**INSTRUCTIONS FOR THE TASK**. Rewrite the listing below, changing every "thickest part" to "widest part" and leaving everything else as it is.

* BEGIN RECORDS FOR THE TASK *

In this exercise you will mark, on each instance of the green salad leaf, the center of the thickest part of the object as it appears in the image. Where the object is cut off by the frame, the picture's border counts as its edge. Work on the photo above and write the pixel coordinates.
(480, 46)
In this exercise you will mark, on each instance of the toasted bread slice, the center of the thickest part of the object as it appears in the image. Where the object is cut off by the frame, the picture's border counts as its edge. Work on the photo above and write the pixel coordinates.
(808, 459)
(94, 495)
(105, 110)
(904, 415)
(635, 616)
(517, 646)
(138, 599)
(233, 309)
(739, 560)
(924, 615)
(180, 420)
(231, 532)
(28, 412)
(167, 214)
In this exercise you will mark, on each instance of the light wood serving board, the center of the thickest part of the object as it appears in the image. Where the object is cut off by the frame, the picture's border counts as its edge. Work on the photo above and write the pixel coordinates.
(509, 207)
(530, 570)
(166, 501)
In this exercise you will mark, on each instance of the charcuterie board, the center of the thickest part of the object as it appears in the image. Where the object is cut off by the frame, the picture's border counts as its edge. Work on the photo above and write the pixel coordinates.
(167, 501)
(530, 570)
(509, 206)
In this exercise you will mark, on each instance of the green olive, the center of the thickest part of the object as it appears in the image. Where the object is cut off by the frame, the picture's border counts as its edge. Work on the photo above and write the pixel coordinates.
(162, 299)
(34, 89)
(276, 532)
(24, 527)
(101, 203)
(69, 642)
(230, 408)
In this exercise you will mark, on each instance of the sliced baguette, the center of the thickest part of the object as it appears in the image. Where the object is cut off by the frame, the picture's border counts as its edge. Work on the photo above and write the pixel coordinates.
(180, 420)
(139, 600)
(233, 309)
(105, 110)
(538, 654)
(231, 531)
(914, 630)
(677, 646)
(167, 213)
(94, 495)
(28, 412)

* END RECORDS FOR THE TASK *

**TASK RESPONSE**.
In this exercise you will mark, on each instance of the green salad leaf, the center of the widest part of the object as it appears in the image. Where the object is cut off by the frame, the picture's border counts as its edge. Work on the photo above and write the pixel coordinates.
(480, 46)
In this exercise you will mark, on each instance of the toasted bread slice, the center of the widest part of the object as it appears in the image. Where the object is cut off by the frame, the picture's border counts as its edge. Work on the photo above and write the pixel coordinates.
(808, 459)
(94, 495)
(105, 110)
(904, 415)
(635, 616)
(517, 646)
(138, 599)
(233, 309)
(739, 560)
(924, 615)
(180, 420)
(231, 532)
(28, 412)
(167, 214)
In this exercise you will mark, on each instance of the light wood serving board, the center of the widest part of the object as it appears in the image. Where the object is cut off by the frame, the picture's border counts as its edge. Work on the photo above and write the pixel coordinates.
(509, 207)
(530, 570)
(166, 501)
In this exercise you will mark, on each instance of the charcuterie board, the center of the widest part of the object as it appears in the image. Where the object is cut off by the frame, the picture's border counts as its edge. Work on the photo above and write the pixel coordinates.
(167, 501)
(530, 570)
(509, 206)
In this exercise you will mark, on each instance of the green olive, the center of the widest part of the object as it appears in the image. Where the object is cut off by the frame, the picture's border counts as its edge. Work on the photo above and write the pixel coordinates.
(162, 299)
(34, 89)
(276, 532)
(24, 527)
(101, 203)
(69, 642)
(230, 408)
In this exercise you will mark, on each instance of the sliced baguette, the center of the widest part of the object as it appears in the image. Where the object is cut off by the frame, the picture's border counts as its edge. Work on the photo above and write the pixel coordinates.
(180, 420)
(139, 600)
(233, 309)
(105, 110)
(538, 654)
(231, 531)
(914, 630)
(677, 646)
(167, 213)
(94, 495)
(28, 412)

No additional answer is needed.